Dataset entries
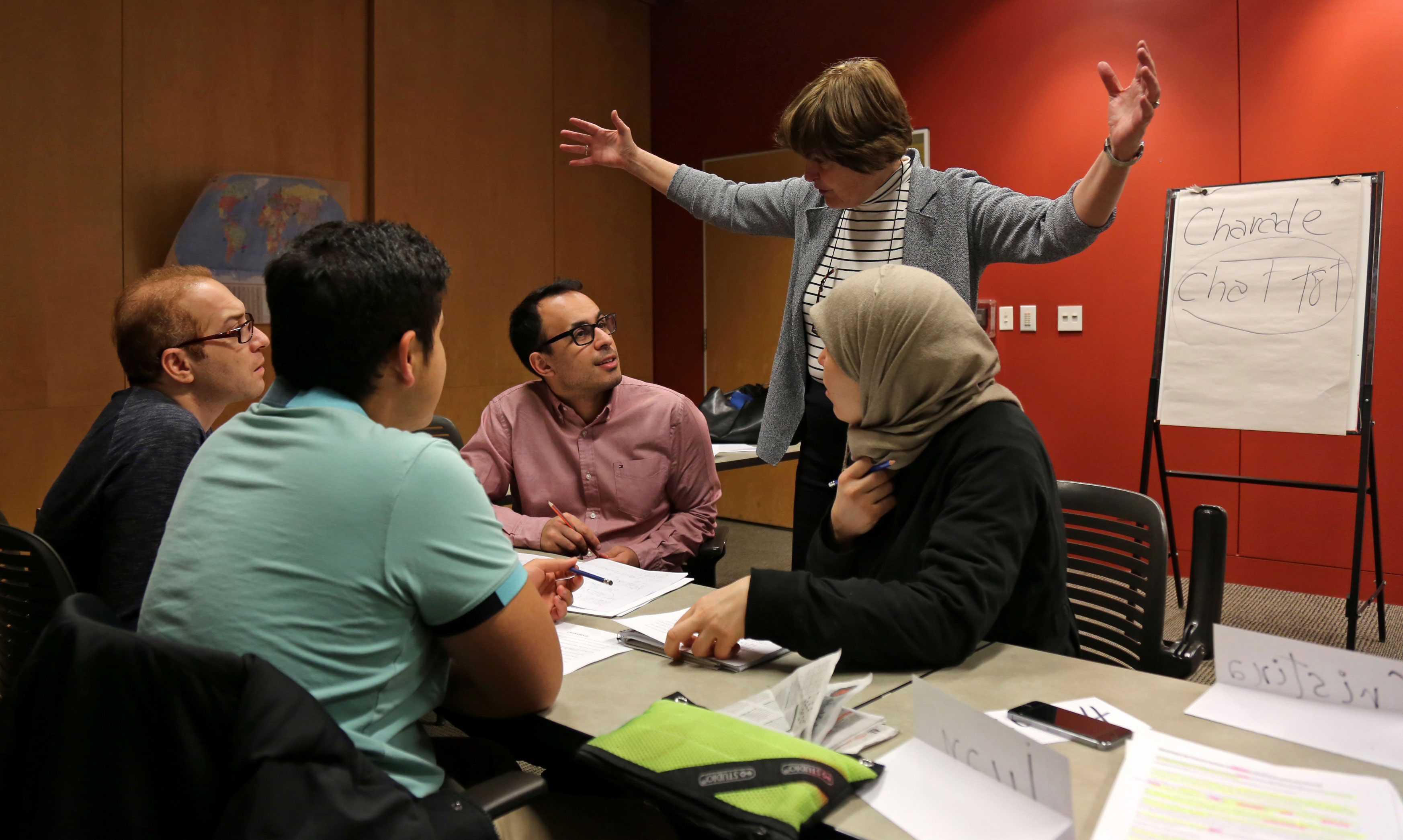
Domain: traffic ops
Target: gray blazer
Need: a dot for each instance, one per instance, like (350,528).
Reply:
(957,225)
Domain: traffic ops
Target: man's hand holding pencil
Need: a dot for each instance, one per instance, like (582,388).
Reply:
(567,535)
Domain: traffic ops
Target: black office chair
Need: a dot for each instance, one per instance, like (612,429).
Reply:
(1116,557)
(444,428)
(33,584)
(702,567)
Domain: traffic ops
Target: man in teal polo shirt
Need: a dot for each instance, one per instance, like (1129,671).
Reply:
(320,533)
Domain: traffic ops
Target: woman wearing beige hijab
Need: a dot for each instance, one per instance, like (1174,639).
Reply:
(960,540)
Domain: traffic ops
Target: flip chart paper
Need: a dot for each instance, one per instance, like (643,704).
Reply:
(1176,789)
(1265,312)
(1340,702)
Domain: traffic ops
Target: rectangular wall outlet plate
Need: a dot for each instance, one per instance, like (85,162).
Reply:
(1068,319)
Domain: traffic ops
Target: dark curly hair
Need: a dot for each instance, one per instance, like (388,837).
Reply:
(343,295)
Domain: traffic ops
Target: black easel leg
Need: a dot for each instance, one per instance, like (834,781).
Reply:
(1352,608)
(1169,518)
(1378,550)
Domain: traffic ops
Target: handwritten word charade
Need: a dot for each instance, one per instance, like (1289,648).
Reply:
(1308,672)
(1203,228)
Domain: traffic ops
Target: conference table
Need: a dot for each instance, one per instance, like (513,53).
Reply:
(604,696)
(747,458)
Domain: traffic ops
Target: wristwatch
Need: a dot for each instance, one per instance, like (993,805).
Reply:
(1117,162)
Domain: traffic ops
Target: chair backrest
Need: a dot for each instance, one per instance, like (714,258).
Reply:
(1116,560)
(444,428)
(33,584)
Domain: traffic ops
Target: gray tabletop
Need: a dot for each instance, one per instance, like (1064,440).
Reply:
(604,696)
(1002,676)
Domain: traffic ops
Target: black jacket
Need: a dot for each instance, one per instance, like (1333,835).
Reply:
(106,734)
(974,550)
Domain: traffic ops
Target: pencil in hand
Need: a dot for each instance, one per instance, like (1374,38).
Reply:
(834,483)
(590,553)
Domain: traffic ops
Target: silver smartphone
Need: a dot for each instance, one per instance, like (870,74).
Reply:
(1068,724)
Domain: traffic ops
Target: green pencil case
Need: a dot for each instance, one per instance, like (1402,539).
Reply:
(730,777)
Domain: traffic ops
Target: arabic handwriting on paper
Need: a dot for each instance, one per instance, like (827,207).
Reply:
(1308,672)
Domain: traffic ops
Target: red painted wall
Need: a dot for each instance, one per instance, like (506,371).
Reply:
(1274,89)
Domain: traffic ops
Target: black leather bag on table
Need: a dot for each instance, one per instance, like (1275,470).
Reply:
(734,417)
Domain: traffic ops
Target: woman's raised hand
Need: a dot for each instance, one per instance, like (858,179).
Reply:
(1131,107)
(597,145)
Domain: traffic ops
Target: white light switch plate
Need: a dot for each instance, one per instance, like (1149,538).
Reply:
(1005,317)
(1068,319)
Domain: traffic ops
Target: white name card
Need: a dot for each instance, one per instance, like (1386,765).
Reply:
(1002,754)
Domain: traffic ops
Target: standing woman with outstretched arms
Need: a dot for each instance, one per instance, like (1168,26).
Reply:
(868,200)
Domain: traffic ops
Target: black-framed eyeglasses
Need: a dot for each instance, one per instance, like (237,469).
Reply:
(243,333)
(586,333)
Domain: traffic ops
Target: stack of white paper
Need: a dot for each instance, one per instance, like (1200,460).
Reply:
(966,776)
(751,651)
(1340,702)
(632,588)
(1176,789)
(586,646)
(807,706)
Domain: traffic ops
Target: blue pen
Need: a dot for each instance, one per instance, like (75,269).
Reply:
(591,575)
(875,469)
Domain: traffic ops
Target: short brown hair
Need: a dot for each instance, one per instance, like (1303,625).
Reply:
(852,115)
(149,319)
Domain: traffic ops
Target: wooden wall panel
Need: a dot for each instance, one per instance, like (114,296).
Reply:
(116,115)
(278,88)
(463,152)
(61,226)
(604,218)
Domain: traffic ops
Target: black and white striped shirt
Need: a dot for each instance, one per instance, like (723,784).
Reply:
(868,236)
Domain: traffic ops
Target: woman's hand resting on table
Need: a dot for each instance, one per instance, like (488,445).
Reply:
(862,500)
(552,580)
(713,626)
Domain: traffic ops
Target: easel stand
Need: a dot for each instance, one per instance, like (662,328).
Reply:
(1366,490)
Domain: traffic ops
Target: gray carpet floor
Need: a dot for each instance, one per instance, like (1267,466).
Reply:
(1308,617)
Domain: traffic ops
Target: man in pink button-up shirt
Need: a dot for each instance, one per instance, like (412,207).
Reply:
(629,462)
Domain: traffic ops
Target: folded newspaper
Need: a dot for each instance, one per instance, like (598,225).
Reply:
(807,706)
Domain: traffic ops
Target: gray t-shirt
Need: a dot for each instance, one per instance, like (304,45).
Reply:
(107,511)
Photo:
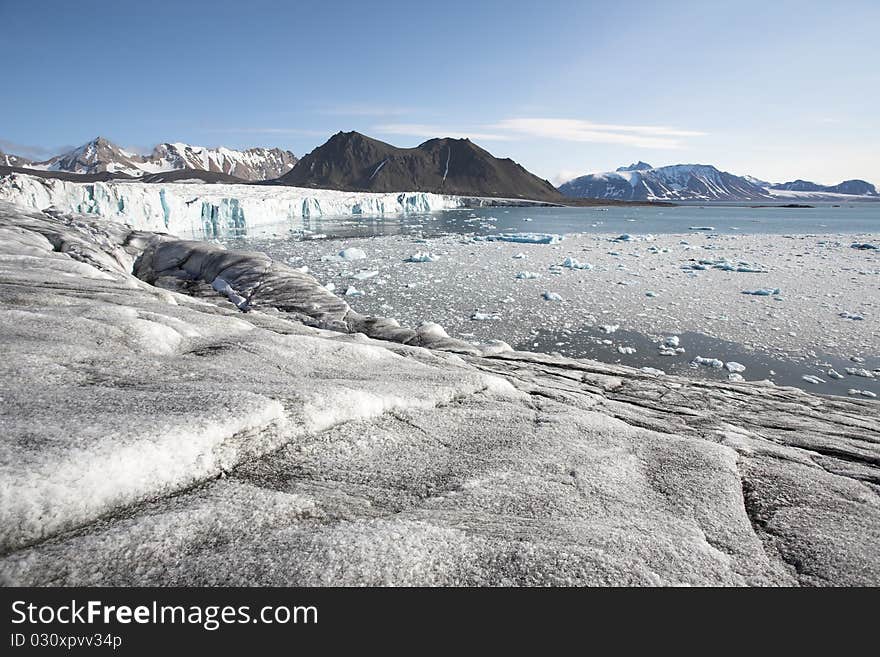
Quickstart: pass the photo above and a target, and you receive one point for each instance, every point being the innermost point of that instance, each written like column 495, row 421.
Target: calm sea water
column 861, row 217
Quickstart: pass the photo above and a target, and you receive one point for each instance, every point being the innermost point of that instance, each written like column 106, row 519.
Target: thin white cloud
column 294, row 132
column 572, row 130
column 422, row 130
column 365, row 110
column 586, row 131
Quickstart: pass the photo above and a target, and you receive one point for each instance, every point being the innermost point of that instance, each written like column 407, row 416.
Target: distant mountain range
column 101, row 155
column 697, row 182
column 355, row 162
column 351, row 161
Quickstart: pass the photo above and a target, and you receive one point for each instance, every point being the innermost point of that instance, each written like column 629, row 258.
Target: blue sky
column 774, row 89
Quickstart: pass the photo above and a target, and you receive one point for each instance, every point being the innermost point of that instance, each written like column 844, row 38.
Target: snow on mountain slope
column 671, row 183
column 10, row 160
column 701, row 182
column 250, row 164
column 101, row 155
column 204, row 209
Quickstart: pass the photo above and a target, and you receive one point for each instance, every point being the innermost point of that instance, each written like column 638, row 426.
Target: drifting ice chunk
column 763, row 292
column 574, row 263
column 525, row 238
column 714, row 363
column 422, row 256
column 351, row 253
column 432, row 331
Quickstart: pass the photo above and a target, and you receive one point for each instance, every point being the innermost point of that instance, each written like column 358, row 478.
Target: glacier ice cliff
column 151, row 432
column 200, row 209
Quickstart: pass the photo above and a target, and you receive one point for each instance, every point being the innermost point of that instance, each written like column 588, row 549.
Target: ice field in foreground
column 153, row 433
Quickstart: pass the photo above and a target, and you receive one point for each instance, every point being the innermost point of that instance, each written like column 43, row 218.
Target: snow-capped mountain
column 250, row 164
column 700, row 182
column 101, row 155
column 856, row 187
column 10, row 160
column 352, row 161
column 679, row 182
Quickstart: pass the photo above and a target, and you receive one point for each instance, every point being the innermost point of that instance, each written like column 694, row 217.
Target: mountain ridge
column 352, row 161
column 692, row 182
column 100, row 155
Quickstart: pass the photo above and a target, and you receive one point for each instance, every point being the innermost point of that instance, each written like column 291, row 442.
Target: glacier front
column 209, row 210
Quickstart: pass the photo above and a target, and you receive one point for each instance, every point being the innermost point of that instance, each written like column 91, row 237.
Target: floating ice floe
column 763, row 292
column 714, row 363
column 525, row 238
column 351, row 253
column 574, row 263
column 422, row 256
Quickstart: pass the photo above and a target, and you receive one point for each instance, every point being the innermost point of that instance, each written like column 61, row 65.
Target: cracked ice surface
column 301, row 456
column 204, row 209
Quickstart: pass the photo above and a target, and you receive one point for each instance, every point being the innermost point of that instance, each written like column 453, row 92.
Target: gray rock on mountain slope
column 679, row 182
column 853, row 187
column 154, row 437
column 101, row 155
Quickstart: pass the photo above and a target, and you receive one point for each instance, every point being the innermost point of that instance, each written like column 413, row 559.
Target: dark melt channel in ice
column 783, row 370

### About this task
The line with "Target: glacier front" and all lines after it through the end of the data above: write these out exactly and add nothing.

### Expected answer
Target: glacier front
column 209, row 210
Quickstart: pass the photo above and a target, and you receive one point for each instance, every point being the innermost point of that instance, each written like column 91, row 237.
Target: floating ice floe
column 763, row 292
column 714, row 363
column 525, row 238
column 351, row 253
column 574, row 263
column 422, row 256
Quickstart: pass the photo above and a target, and you receive one point for each instance, every point being the innermost point of that instance, each written like column 61, row 65.
Target: cracked ice surface
column 301, row 456
column 204, row 209
Quickstart: pass the photo above and a target, and you receive one point for each instance, every point being the innermost point of that instance, each written like column 453, row 92.
Target: gray rock on mountain slope
column 679, row 182
column 853, row 187
column 154, row 437
column 101, row 155
Quickstart: pass the photo above and a target, and you receive one point for each instance, every point being the innermost point of that instance, each written like column 413, row 559.
Target: dark melt channel in ice
column 783, row 370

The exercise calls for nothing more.